PROMPT.
Render every line of the rows below as a JSON list of strings, one string per line, with blank lines omitted. Leave the pictures out of the list.

○ ○ ○

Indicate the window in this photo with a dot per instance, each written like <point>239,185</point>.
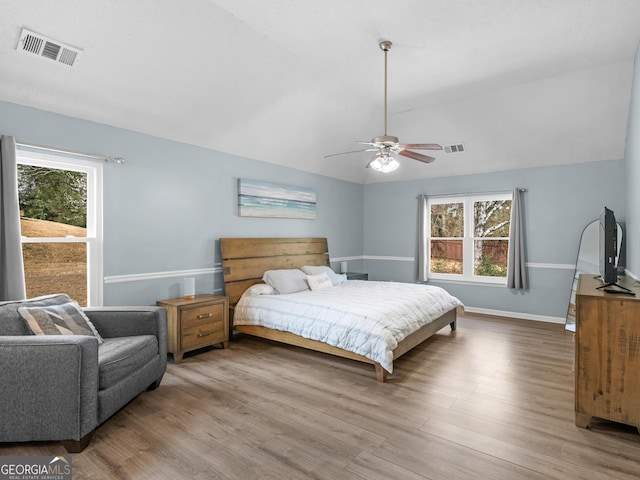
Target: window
<point>469,237</point>
<point>61,226</point>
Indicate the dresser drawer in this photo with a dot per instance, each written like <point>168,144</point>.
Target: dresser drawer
<point>202,315</point>
<point>204,334</point>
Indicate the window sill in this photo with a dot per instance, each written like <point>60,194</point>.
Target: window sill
<point>476,283</point>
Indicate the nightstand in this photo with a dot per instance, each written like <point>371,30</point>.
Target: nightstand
<point>357,276</point>
<point>194,323</point>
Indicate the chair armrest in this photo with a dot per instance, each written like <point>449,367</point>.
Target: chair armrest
<point>128,321</point>
<point>49,387</point>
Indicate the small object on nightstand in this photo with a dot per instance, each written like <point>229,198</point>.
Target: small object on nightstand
<point>357,276</point>
<point>189,288</point>
<point>197,322</point>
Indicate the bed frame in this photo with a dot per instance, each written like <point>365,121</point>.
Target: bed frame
<point>244,260</point>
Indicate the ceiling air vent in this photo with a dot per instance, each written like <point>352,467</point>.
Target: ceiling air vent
<point>34,43</point>
<point>459,147</point>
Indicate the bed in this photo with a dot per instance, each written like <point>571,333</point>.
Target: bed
<point>352,303</point>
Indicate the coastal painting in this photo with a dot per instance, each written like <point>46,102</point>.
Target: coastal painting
<point>264,199</point>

○ ○ ○

EXERCISE ANSWER.
[
  "Indicate the window in this photo with a dot per instance, each written like <point>239,185</point>.",
  "Target: window",
  "<point>469,237</point>",
  "<point>61,226</point>",
  "Indicate the dresser drawer in this photo with a dot per instance, each written like <point>168,144</point>.",
  "Target: dresser drawer",
  "<point>202,315</point>",
  "<point>204,334</point>",
  "Indicate the window sill in this photo with a dot per instance, each written like <point>60,194</point>.",
  "Target: window sill",
  "<point>476,283</point>",
  "Indicate the nightstand in this photo with a dot per instance, each written like <point>371,30</point>.",
  "Target: nightstand",
  "<point>357,276</point>",
  "<point>194,323</point>",
  "Indicate the chair armrest in this photo with a dot per instance, each written like <point>449,367</point>.",
  "Target: chair armrest",
  "<point>128,321</point>",
  "<point>49,387</point>",
  "Indicate the small object on nightstand in this photo with a dot per instance, each written like <point>229,198</point>.",
  "Target: small object on nightstand",
  "<point>357,276</point>",
  "<point>189,288</point>",
  "<point>197,322</point>",
  "Indicate the bed frame in this photo with a dot per instance, each written like <point>365,121</point>.",
  "Target: bed frame",
  "<point>244,260</point>",
  "Indicate the ceiling air vent in this photo with a dot per instance, each written like <point>352,467</point>.",
  "Target: ceiling air vent",
  "<point>34,43</point>",
  "<point>459,147</point>",
  "Indicate the bed in this photo with a dot per instance, each written like <point>571,333</point>.",
  "Target: bed",
  "<point>352,303</point>",
  "Indicate the coastal painting in this photo with a dot per instance, each written like <point>46,102</point>.",
  "Target: coastal painting",
  "<point>264,199</point>"
]